SELECTED PASSAGE →
■ ■ ■ ■

LONDON: Developing human capital is a key challenge for Saudi Arabia’s travel sector, the country’s tourism minister has said on Sunday.

Ahmed Al-Khateeb, speaking during a two-day meeting of the World Economic Forum in Riyadh, discussed the Kingdom’s burgeoning tourism industry, which has boomed over the past half-decade.

To address the human capital challenge, the Saudi leadership has encouraged young people across the Kingdom “to join the sector,” he said.

“We are spending a lot to train (young Saudi talents) and scale them, and involve them in the sector,” he told the “Vacationomics” panel discussion, adding that hiring local experts is essential for delivering better tourism experiences.

“You get the best experience and you know more about other people’s culture and other nations’ cultures when you deal and interact with locals,” he said. “We want to make sure that our guests are served by local people.”

Saudi Arabia has delivered “strong growth in Q1 this year, and we are moving to deliver our 2030 numbers,” the minister said.

■ ■ ■ ■

Data entries →

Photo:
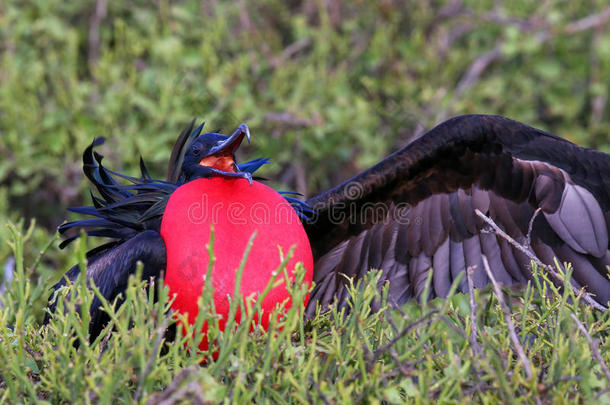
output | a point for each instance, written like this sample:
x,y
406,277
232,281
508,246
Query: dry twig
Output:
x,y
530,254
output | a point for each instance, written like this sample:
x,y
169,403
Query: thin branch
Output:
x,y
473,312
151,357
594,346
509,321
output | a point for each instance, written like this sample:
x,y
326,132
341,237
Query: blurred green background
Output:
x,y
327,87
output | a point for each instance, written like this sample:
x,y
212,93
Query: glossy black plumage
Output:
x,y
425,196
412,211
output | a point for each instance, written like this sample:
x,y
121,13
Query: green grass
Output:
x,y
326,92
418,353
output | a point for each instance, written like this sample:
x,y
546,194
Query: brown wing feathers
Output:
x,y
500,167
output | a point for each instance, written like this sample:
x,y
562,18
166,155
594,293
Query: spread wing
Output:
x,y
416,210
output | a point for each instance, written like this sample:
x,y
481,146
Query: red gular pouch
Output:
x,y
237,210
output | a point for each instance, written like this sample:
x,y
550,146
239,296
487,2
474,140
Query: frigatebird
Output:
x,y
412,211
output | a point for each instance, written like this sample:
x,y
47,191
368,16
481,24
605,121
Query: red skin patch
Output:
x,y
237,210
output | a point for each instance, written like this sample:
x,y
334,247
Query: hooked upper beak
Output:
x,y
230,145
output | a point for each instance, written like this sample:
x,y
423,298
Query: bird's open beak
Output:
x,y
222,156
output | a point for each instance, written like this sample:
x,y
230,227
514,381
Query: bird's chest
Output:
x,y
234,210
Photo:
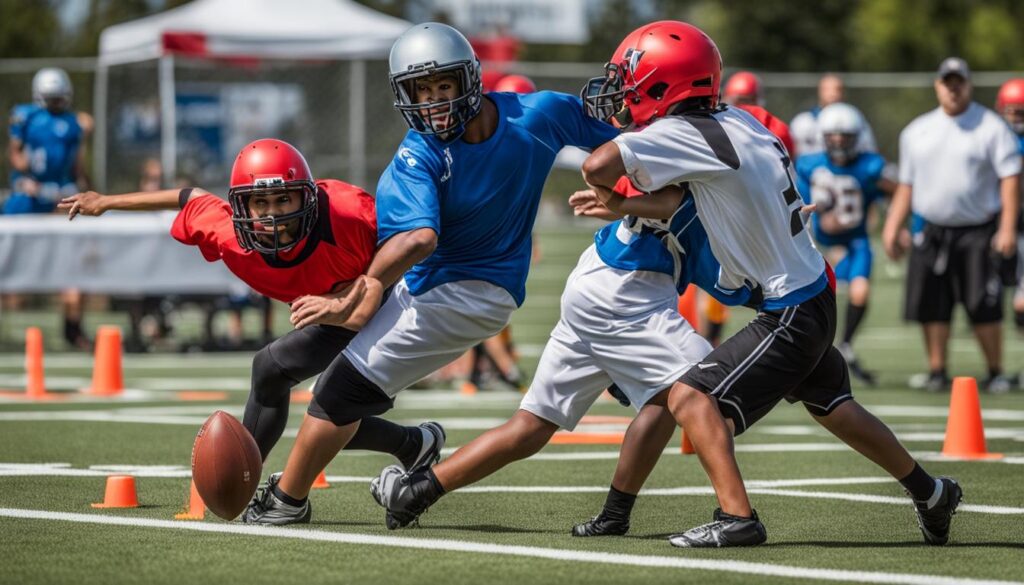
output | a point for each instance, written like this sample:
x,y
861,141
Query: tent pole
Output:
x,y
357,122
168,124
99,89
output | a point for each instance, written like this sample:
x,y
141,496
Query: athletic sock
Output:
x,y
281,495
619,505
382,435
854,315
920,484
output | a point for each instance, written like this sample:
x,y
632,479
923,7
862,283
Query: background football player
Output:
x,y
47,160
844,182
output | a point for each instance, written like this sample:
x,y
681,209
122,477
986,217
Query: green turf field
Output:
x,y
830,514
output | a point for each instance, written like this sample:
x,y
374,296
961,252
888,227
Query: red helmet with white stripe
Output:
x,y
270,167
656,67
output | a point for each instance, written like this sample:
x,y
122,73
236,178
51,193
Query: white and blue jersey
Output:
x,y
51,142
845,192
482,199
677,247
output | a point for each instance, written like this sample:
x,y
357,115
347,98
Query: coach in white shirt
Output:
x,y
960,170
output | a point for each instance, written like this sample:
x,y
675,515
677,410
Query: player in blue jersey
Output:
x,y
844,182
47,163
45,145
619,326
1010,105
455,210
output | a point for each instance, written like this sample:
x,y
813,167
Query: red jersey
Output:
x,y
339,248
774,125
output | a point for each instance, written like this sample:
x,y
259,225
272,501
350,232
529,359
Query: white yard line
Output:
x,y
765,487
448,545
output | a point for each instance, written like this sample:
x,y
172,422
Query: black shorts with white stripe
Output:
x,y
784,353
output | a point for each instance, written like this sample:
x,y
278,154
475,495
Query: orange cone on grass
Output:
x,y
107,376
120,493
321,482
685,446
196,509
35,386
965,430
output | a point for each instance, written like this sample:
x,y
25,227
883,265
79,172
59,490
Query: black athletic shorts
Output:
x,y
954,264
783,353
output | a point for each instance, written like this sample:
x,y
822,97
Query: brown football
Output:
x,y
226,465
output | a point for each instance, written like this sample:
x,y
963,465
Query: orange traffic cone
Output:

■ ■ ■ ■

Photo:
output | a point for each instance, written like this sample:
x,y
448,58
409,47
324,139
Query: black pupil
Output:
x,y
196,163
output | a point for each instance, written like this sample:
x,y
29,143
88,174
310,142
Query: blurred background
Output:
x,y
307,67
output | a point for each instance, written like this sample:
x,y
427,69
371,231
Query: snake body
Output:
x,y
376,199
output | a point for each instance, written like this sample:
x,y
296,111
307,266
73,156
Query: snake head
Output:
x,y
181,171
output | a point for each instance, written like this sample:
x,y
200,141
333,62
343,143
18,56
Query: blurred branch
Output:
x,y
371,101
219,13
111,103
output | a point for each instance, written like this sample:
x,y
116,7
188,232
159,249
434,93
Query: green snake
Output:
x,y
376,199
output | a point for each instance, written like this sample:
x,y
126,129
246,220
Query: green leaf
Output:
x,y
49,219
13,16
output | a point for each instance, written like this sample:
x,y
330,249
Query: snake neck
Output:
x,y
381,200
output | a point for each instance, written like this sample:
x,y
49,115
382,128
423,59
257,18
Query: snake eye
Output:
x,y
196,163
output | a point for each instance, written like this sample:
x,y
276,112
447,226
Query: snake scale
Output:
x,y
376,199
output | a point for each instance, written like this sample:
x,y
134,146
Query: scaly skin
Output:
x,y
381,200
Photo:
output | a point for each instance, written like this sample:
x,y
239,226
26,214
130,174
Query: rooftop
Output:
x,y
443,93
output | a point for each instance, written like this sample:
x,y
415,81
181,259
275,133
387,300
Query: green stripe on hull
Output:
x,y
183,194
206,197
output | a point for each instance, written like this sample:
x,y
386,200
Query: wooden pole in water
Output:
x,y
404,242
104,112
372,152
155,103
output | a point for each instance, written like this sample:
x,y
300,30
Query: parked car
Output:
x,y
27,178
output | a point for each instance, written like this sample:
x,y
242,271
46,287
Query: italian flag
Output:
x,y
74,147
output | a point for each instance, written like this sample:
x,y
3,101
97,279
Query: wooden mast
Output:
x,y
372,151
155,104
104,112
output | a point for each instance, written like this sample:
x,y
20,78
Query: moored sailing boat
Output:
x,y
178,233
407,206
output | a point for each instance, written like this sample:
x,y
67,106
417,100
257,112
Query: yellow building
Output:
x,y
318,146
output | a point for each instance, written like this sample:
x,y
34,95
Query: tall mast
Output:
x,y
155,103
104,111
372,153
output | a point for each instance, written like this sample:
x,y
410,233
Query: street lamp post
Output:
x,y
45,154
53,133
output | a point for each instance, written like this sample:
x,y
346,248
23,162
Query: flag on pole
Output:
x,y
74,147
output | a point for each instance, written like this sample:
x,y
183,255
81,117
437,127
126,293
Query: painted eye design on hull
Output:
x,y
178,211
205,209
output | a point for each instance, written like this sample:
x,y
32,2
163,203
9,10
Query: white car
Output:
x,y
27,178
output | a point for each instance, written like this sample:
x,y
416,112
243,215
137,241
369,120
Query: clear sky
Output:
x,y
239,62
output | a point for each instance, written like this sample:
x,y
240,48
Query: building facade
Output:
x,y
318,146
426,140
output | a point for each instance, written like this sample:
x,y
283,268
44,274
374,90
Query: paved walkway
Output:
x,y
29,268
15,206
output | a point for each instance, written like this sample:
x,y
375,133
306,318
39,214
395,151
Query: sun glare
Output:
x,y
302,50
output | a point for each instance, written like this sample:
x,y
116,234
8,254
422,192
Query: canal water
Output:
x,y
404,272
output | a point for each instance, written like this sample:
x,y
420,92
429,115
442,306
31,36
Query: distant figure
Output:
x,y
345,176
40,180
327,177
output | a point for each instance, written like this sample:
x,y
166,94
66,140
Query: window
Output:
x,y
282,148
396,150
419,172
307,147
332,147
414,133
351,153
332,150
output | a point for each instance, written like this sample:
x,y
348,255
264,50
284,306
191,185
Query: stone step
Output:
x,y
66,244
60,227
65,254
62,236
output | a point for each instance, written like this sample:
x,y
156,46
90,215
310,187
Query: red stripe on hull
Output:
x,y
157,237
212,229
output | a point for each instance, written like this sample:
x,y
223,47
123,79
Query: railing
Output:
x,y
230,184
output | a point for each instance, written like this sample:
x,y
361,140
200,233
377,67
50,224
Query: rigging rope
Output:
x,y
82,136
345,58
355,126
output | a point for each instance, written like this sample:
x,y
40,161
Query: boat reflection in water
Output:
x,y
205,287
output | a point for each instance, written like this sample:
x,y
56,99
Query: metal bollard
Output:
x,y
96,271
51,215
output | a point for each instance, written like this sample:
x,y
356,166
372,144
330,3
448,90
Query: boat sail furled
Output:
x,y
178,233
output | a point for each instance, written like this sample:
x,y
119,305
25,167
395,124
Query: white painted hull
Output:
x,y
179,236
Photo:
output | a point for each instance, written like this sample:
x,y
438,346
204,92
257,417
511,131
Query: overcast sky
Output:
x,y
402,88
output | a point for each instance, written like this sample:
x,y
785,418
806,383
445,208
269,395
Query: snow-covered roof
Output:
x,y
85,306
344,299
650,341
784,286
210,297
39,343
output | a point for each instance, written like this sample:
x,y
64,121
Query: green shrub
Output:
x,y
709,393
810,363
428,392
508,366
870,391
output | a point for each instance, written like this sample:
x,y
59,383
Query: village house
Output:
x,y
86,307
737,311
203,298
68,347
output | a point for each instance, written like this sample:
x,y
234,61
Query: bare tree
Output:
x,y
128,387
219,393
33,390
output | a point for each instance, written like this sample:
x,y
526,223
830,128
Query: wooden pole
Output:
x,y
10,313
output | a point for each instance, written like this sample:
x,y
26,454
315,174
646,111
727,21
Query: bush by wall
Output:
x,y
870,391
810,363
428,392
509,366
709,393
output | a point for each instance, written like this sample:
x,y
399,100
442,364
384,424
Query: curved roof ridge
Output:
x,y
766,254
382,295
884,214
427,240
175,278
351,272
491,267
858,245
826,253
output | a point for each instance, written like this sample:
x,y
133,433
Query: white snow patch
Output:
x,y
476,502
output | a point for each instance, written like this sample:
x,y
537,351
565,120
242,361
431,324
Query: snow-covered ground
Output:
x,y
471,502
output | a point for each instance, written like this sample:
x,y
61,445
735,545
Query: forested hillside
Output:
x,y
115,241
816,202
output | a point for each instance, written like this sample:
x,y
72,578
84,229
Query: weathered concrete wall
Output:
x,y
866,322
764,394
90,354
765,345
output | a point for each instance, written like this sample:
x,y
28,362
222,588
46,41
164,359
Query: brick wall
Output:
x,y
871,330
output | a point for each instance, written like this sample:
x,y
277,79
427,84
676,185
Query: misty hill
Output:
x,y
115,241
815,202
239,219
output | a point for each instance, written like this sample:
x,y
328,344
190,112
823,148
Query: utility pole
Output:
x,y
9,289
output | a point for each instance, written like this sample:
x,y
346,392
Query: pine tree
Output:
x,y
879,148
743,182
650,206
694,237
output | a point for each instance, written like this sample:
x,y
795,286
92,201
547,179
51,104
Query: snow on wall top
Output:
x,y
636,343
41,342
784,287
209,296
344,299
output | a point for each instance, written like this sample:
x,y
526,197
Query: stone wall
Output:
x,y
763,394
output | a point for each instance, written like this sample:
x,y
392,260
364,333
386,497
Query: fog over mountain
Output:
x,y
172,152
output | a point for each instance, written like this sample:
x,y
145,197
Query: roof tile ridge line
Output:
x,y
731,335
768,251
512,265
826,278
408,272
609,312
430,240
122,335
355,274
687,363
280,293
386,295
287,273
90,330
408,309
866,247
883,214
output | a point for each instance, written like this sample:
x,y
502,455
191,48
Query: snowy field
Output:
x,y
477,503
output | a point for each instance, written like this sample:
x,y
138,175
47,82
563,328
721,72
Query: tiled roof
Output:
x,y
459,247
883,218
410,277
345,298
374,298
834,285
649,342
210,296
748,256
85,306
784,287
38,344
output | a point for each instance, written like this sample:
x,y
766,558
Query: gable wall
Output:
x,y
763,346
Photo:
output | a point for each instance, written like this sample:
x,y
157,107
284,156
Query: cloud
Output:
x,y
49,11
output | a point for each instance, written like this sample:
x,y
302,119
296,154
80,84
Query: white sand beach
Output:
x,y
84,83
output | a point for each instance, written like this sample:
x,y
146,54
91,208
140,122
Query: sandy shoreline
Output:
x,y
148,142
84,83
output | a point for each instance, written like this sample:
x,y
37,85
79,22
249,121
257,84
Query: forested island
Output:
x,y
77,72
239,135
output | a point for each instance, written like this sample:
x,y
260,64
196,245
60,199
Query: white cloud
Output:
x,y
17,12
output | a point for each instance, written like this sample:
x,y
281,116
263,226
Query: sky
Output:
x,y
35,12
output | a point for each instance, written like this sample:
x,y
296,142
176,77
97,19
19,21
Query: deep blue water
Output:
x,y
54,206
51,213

■ ■ ■ ■

LIST OF TASKS →
[1] In the article on Saudi tourism, why does the minister want guests to be served by local people? Answer in one to three sentences.
[2] Name every action the minister says the Kingdom is spending a lot on for young Saudi talents in the article on Saudi tourism.
[3] Continue the article on Saudi tourism after its final sentence.
These lines have no role in the work here.

RESPONSES PER TASK →
[1] He says that dealing and interacting with locals gives visitors the best experience and teaches them more about other people's and other nations' cultures. For that reason he calls hiring local experts essential for delivering better tourism experiences.

[2]
- Training them
- Scaling them
- Involving them in the sector

[3]
The Kingdom’s tourism sector “has come a long way” since the launch of the National Tourism Strategy as part of efforts to diversify the economy, Al-Khateeb said, adding that the industry is “heading to achieve $80 billion this year” in private investment.

Last year, Saudi Arabia attracted about $66 billion in private investment into tourism.

“We doubled the number of visitors coming from outside — 100 million in total … 77 million domestic (and) 27 million international,” he said. “This is double the number that we achieved before we launched our National Tourism Strategy.

“We have the funding. We have a great country. We have everything that the international tourists would like to see and experience.”

Jerry Inzerillo, chief of the Diriyah Gate Development Authority, told the panel: “What the Gulf and its leadership will do in the next 10 years is going to be breathtaking to allow people to come from all over the world.”

With “so much to do in the region,” Inzerillo said he believed the “warmth and hospitality” of the Saudi people is serving as a strong selling point for tourism in the Kingdom.

Though the traditional Gulf tourism market in Saudi Arabia is well developed, European tourism is “now activating” through new business with the Kingdom, he added.

“And as we sign more and more airline deals and… (the) Ministry of Tourism has done a brilliant job in getting bilaterals, you’ll see those numbers grow very exponentially.”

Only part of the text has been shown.